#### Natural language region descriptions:
============
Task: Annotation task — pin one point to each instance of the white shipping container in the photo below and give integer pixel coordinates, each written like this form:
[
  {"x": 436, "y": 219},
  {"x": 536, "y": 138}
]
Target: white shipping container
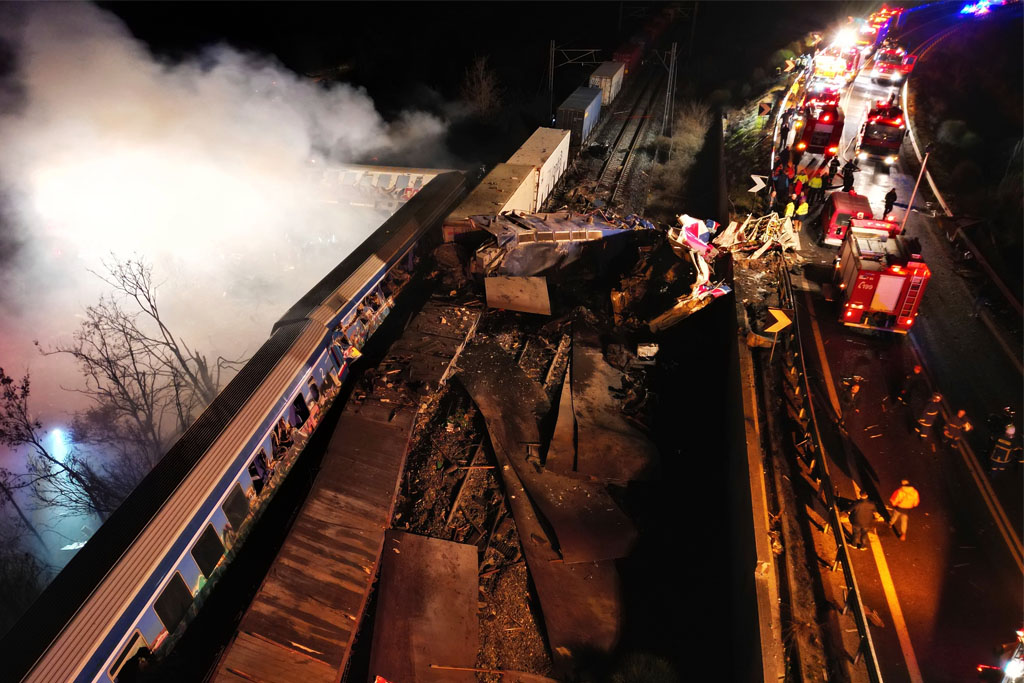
[
  {"x": 608, "y": 77},
  {"x": 507, "y": 187},
  {"x": 548, "y": 152}
]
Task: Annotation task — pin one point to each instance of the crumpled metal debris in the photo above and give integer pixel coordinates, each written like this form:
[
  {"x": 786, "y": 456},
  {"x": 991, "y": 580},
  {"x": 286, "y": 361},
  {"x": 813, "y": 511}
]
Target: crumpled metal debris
[{"x": 759, "y": 235}]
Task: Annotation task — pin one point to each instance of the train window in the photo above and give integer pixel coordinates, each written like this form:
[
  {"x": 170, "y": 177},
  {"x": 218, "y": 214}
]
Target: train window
[
  {"x": 208, "y": 550},
  {"x": 236, "y": 507},
  {"x": 301, "y": 410},
  {"x": 136, "y": 642},
  {"x": 173, "y": 602}
]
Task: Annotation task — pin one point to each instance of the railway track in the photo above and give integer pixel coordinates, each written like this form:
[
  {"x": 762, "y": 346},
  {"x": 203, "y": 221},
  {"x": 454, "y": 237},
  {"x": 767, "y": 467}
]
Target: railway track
[{"x": 616, "y": 168}]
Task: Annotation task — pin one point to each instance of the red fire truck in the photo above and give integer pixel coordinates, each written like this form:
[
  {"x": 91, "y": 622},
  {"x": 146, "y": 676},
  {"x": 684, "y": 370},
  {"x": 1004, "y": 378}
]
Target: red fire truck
[
  {"x": 892, "y": 65},
  {"x": 821, "y": 92},
  {"x": 882, "y": 134},
  {"x": 881, "y": 280},
  {"x": 837, "y": 61},
  {"x": 821, "y": 132}
]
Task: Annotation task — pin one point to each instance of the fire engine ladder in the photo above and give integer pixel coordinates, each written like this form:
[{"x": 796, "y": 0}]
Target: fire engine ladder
[{"x": 912, "y": 294}]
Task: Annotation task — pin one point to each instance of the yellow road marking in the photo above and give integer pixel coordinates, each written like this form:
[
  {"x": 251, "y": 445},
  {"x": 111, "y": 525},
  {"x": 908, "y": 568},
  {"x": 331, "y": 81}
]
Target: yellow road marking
[
  {"x": 898, "y": 623},
  {"x": 822, "y": 359},
  {"x": 880, "y": 559}
]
============
#### Required work:
Give the preceding data back exactly, minus every picture.

#### Finished exercise:
Task: Annotation task — pin one point to each instance of the white shipping container in the photo below and give integer pixel coordinates, each written like this form:
[
  {"x": 436, "y": 219},
  {"x": 536, "y": 138}
]
Target: white shipping container
[
  {"x": 608, "y": 77},
  {"x": 507, "y": 187},
  {"x": 548, "y": 152}
]
Task: Annotation task — pin one point to each instance of the crumpled metal debris in the photo above and give integer pixel coordinates, each written like this form:
[
  {"x": 786, "y": 456},
  {"x": 991, "y": 580},
  {"x": 286, "y": 361},
  {"x": 813, "y": 511}
]
Target: crumpled metal debris
[{"x": 759, "y": 235}]
Task: Annotation task — pin one point to each instance of the train window in the photo above and give integer pixel coordinates, each written like this form:
[
  {"x": 170, "y": 177},
  {"x": 218, "y": 214}
]
Target: train window
[
  {"x": 208, "y": 550},
  {"x": 236, "y": 507},
  {"x": 301, "y": 410},
  {"x": 136, "y": 642},
  {"x": 173, "y": 602}
]
Task: Annotation task — pin one point to each instance of the railway track in the photo above and give integer pixel coordinates, each written like this form:
[
  {"x": 762, "y": 346},
  {"x": 203, "y": 221},
  {"x": 454, "y": 237},
  {"x": 767, "y": 467}
]
Target: railway track
[{"x": 616, "y": 168}]
Task: Annotation task — pin one point to each instance of the red fire truck in the photo above and give integer pixel coordinates, each written like this form:
[
  {"x": 91, "y": 622},
  {"x": 146, "y": 676},
  {"x": 684, "y": 370},
  {"x": 1004, "y": 378}
]
Target: red fire truck
[
  {"x": 892, "y": 65},
  {"x": 821, "y": 92},
  {"x": 882, "y": 134},
  {"x": 881, "y": 280},
  {"x": 837, "y": 61},
  {"x": 821, "y": 132}
]
Task: Annotation task — pin one point to each instance of the fire engine ladder in the photo above and give integer pixel coordinates, each written like this form:
[{"x": 796, "y": 0}]
Target: fire engine ladder
[{"x": 912, "y": 294}]
Task: Annotation task — pin one point to each instance of the yellow road marking in the photo above and give integer pixel coordinates, each written like this form:
[
  {"x": 251, "y": 445},
  {"x": 111, "y": 525},
  {"x": 908, "y": 568},
  {"x": 331, "y": 81}
]
Target: yellow road marking
[
  {"x": 898, "y": 623},
  {"x": 822, "y": 359},
  {"x": 880, "y": 559}
]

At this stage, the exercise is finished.